(What the task asks): Reproduce the listing below line for line, keeping every character unchanged.

(Records shown):
* start *
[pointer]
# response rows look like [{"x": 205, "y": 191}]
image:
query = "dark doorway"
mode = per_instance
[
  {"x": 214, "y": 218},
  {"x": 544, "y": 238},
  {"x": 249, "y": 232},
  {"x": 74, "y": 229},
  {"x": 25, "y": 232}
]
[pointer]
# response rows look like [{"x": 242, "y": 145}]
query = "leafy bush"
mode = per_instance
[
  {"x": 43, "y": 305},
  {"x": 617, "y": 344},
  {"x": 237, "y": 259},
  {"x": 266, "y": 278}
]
* end *
(Output of the task):
[pointer]
# response rows look like [{"x": 205, "y": 191}]
image:
query = "dark doorway"
mode = per_instance
[
  {"x": 214, "y": 218},
  {"x": 544, "y": 238},
  {"x": 249, "y": 232},
  {"x": 74, "y": 229},
  {"x": 25, "y": 232}
]
[pointer]
# response rows look like [{"x": 242, "y": 145}]
query = "leafy bush"
mode = per_instance
[
  {"x": 43, "y": 305},
  {"x": 617, "y": 344},
  {"x": 237, "y": 259},
  {"x": 266, "y": 278}
]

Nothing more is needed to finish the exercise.